PROMPT
List each line in the records below that contains the word "metal". Case counts.

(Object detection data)
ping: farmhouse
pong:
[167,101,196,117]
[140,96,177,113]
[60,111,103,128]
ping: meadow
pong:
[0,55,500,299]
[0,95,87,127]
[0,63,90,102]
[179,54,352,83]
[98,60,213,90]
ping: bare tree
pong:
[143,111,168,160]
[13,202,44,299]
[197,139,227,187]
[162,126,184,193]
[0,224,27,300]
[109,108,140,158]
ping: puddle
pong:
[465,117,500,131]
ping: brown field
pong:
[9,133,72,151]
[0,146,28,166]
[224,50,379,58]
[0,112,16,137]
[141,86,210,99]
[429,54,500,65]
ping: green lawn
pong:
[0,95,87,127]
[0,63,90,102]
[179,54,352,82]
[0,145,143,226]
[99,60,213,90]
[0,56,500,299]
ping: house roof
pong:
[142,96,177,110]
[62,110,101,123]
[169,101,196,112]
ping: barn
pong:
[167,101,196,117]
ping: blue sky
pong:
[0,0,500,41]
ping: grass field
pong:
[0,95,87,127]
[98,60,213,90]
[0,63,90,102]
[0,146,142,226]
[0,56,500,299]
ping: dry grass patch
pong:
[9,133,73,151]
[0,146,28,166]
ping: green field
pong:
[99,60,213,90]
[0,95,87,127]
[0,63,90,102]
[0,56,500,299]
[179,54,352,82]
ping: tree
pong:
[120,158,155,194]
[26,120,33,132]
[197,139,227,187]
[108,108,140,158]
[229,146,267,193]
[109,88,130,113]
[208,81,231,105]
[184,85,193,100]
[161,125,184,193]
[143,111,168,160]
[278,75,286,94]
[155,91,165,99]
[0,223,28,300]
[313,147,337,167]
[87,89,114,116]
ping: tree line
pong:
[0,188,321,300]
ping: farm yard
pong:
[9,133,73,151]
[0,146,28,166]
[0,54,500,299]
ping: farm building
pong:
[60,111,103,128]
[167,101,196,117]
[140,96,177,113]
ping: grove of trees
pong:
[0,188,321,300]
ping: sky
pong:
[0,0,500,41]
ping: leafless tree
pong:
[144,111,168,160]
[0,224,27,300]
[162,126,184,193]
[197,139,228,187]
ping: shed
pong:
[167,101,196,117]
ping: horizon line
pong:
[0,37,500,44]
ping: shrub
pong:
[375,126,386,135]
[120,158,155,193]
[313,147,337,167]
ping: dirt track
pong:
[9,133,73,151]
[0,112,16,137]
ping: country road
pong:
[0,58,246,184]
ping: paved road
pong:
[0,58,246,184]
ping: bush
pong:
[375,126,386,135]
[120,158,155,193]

==

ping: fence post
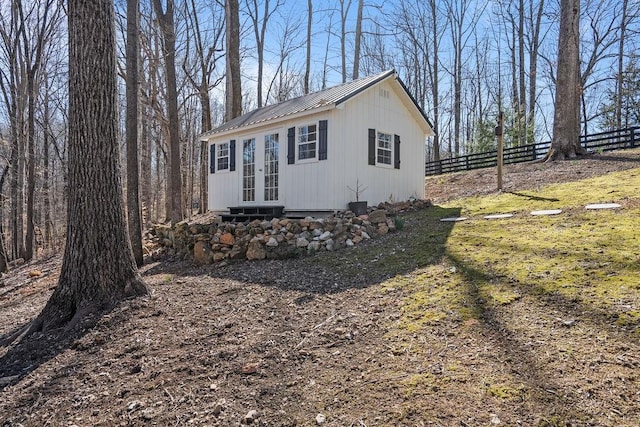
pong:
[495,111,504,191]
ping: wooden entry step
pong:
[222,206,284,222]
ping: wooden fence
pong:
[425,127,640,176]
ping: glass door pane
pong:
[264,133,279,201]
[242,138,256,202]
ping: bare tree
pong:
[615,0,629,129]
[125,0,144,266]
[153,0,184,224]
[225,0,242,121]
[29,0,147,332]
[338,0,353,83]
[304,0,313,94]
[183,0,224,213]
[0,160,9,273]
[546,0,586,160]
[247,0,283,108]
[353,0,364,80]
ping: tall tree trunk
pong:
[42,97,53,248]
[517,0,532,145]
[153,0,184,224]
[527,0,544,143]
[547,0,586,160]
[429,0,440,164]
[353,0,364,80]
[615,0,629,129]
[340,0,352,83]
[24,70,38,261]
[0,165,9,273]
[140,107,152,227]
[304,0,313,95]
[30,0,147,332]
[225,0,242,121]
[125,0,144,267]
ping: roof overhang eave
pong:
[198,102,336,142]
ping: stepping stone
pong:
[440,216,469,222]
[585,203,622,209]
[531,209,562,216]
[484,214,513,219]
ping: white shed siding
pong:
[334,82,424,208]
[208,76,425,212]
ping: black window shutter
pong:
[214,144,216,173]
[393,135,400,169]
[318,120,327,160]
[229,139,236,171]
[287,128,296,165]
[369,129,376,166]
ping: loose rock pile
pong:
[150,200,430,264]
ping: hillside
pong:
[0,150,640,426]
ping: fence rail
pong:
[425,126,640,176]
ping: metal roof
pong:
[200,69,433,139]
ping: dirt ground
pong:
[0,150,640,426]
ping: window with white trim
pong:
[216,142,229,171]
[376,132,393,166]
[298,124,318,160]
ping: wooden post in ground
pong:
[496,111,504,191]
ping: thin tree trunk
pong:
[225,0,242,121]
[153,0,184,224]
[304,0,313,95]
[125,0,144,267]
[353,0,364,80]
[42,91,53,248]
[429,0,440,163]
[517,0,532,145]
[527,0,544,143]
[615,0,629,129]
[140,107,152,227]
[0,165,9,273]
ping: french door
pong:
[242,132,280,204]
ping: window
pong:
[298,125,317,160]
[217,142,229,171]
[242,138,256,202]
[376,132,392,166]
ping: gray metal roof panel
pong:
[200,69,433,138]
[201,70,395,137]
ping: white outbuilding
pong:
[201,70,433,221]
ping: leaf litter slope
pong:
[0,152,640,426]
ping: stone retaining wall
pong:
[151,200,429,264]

FULL RESPONSE
ping: metal roof
ping: gray metal roof panel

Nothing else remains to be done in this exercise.